## Задание 1
Перечисли все явления, которые в отрывке предлагается оценить, если считать главным показателем успеха генетическое воспроизводство своего племени или рода.
## Задание 2
Что, согласно отрывку, эволюционные биологи рассматривают в качестве критерия успеха популяции?
## Задание 3
Скопируй из отрывка без изменений текст от «Или, обращаясь к» до «той же роли?».

## Отрывок текста

Плюрализм не отрицает понятий прогресса или регресса. Прогресс означает все большее наращивание того, что представляется «желаемым» (то есть привлекательным в силу своей «благости» или «полезности»). Соответственно под регрессом понимается утрата, потеря «желаемого». Определив нечто в качестве «блага» (например, заботу о престарелых родителях или уничтожение инфекционных заболеваний), можно объективно судить о достижениях общества в данном отношении. Если рассматривать снижение детской смертности с момента рождения ребенка и до девяти месяцев в качестве показателя успеха, то Соединенные Штаты объективно будут выглядеть более передовыми, нежели Африка или Индия. В то же время, если исходить из выживания ребенка в первые девять месяцев после зачатия (то есть в чреве матери), то Африка и Индия с их низкими показателями абортов объективно предстанут более развитыми, чем США, где абортов делают довольно много.
Разумеется, решения о том, что именовать «добром» и как морально структурировать мир, всегда произвольны. Например, в качестве критерия успеха популяции эволюционные биологи рассматривают ее абсолютную численность, или «репродуктивную приспособленность». Но, занимая подобные позиции, — то есть считая главным показателем успеха генетическое воспроизводство своего племени или рода, — как мы должны оценивать противозачаточные таблетки, легализацию абортов и кризис семьи в развитых странах? Не являемся ли мы свидетелями самого настоящего регресса?
Или, обращаясь к другому примеру, каким образом следует подходить к таким показателям «качества» жизни, как ее продолжительность? Чем дольше живет население, тем выше вероятность хронических болезней, функциональных расстройств и, следовательно, больше совокупность страданий, переживаемых людьми (кстати, показатель вполне количественный). Благие цели (более долгая жизнь и отсутствие боли) не всегда сочетаются друг с другом. Более продолжительная жизнь отнюдь не обязательно более совершенная, не так ли? Или, если продолжительность жизни — подлинная мера успеха, то почему численность населения не может выступать в той же роли?

## Исходные данные

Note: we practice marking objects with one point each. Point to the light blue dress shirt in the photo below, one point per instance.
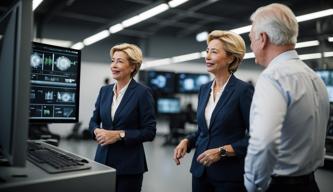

## Решение 1
Противозачаточные таблетки, легализация абортов и кризис семьи в развитых странах.

## Решение 2
Её абсолютную численность, или «репродуктивную приспособленность».

## Решение 3
Или, обращаясь к другому примеру, каким образом следует подходить к таким показателям «качества» жизни, как ее продолжительность? Чем дольше живет население, тем выше вероятность хронических болезней, функциональных расстройств и, следовательно, больше совокупность страданий, переживаемых людьми (кстати, показатель вполне количественный). Благие цели (более долгая жизнь и отсутствие боли) не всегда сочетаются друг с другом. Более продолжительная жизнь отнюдь не обязательно более совершенная, не так ли? Или, если продолжительность жизни — подлинная мера успеха, то почему численность населения не может выступать в той же роли?